* [Exercise goal]: Pull out every line in the listing below that contains the string "concrete", and copy each one unchanged.

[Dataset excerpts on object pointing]
------------

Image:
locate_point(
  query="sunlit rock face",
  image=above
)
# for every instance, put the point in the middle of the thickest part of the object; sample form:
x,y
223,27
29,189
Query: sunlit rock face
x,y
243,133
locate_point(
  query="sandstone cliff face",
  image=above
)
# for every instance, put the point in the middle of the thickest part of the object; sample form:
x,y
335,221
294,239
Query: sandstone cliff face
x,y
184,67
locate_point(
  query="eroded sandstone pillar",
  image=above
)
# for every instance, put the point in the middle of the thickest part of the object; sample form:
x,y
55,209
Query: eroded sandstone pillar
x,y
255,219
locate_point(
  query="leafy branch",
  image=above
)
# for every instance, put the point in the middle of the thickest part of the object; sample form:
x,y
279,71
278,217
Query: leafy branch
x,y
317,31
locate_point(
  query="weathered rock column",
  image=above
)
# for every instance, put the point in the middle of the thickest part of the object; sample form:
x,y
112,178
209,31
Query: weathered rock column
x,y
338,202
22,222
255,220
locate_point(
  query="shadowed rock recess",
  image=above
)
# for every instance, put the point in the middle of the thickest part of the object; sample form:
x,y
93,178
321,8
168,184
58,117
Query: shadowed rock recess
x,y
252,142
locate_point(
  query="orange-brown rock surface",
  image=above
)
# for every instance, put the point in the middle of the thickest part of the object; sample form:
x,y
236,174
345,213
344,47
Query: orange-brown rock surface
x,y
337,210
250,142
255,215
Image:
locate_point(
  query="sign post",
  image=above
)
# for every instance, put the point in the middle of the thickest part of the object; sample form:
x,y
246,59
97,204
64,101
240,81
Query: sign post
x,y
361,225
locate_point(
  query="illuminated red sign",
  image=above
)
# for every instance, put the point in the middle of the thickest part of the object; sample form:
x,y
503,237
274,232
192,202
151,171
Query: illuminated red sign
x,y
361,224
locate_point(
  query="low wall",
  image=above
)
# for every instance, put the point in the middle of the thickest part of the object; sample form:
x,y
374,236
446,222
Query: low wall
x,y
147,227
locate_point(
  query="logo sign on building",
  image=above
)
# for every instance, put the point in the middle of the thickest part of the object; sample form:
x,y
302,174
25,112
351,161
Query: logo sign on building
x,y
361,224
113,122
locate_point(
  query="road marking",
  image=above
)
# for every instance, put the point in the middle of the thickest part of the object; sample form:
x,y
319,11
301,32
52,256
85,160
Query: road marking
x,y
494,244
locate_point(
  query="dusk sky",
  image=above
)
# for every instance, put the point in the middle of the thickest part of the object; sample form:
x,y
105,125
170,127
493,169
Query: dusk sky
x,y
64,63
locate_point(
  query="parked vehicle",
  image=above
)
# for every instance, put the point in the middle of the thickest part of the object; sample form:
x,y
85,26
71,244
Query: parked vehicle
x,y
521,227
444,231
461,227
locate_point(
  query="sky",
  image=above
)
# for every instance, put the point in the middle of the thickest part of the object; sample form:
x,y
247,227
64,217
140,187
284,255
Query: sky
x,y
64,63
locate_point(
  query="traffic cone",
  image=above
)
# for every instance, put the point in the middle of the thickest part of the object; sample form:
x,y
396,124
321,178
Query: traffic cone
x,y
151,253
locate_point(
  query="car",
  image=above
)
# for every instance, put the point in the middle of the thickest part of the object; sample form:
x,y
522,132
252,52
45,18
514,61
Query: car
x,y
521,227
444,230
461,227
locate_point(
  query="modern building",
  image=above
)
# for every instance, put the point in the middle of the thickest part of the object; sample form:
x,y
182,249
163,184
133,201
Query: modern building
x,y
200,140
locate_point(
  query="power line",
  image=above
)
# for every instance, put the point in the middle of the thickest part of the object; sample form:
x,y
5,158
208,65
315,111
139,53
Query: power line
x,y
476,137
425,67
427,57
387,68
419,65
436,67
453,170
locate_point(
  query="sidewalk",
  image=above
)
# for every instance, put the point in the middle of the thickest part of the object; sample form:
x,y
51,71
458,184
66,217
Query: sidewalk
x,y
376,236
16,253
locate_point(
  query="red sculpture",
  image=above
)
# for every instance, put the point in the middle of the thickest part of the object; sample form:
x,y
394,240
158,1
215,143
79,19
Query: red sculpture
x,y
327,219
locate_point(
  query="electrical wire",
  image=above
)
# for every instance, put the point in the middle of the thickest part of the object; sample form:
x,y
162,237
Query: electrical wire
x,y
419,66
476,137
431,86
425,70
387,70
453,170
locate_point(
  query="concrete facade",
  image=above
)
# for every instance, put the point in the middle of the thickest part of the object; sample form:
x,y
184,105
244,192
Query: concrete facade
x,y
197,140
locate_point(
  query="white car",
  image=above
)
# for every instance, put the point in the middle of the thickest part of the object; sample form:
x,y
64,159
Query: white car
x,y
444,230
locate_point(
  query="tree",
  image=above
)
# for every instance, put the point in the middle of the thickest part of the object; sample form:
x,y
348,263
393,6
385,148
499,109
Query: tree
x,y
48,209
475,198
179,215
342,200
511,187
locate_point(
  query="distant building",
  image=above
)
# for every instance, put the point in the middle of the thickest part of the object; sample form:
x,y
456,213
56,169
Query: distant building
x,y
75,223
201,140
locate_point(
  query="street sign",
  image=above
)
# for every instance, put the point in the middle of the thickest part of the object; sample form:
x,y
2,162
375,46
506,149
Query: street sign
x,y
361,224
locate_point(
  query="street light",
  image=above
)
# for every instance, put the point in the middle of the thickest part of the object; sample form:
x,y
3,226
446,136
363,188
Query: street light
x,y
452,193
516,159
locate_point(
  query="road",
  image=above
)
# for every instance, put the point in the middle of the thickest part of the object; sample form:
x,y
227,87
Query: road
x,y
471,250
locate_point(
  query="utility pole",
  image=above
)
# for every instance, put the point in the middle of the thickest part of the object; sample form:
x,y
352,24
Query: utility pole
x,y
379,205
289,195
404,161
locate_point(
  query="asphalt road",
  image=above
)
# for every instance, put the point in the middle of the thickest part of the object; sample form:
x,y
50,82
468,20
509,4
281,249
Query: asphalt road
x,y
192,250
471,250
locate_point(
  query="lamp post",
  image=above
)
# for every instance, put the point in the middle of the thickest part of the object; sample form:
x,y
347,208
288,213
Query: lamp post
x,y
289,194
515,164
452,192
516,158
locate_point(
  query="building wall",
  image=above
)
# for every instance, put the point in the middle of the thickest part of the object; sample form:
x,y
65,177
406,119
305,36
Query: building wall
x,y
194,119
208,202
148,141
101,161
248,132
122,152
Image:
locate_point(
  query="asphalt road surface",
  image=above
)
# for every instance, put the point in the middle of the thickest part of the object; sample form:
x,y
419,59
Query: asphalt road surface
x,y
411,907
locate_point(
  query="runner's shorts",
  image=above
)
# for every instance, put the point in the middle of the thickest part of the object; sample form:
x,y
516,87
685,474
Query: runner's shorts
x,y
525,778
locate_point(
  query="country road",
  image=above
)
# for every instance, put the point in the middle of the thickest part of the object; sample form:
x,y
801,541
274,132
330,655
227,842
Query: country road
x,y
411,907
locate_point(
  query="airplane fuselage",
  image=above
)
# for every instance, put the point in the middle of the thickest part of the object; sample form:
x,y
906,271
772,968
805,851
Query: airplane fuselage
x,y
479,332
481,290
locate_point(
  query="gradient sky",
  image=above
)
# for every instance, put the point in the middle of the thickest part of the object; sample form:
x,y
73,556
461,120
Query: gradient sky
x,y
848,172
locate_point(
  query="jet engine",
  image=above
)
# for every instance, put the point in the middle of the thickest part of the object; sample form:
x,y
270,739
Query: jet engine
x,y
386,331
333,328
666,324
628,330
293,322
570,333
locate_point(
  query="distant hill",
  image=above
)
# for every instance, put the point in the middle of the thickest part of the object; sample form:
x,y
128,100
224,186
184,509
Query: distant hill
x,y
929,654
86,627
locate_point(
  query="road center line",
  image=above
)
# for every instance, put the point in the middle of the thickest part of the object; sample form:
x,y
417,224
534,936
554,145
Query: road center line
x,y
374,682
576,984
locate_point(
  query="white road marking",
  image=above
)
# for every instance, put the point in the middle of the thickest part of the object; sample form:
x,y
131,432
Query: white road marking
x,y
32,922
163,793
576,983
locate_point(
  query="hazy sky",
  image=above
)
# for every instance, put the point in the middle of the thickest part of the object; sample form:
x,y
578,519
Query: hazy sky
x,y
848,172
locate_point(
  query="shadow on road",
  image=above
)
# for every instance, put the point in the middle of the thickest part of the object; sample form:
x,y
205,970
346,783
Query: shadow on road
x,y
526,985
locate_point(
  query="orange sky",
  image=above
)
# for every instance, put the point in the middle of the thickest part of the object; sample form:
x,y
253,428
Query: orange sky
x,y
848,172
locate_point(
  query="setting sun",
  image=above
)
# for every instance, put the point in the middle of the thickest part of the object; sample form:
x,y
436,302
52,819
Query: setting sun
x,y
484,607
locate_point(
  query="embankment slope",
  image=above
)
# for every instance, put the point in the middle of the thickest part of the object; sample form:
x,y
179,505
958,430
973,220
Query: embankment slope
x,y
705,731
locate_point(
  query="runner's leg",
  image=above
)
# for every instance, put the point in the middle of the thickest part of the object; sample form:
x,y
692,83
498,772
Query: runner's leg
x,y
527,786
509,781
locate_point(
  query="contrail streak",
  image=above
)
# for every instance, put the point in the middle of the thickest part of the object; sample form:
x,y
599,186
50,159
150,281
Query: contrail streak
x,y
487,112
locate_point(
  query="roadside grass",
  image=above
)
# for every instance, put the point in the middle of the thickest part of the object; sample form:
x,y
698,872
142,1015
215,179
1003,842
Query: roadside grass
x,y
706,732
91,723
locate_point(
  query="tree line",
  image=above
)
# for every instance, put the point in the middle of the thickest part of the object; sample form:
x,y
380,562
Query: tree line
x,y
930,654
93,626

------------

* [Solved exercise]:
  query="concrete facade",
Query: concrete facade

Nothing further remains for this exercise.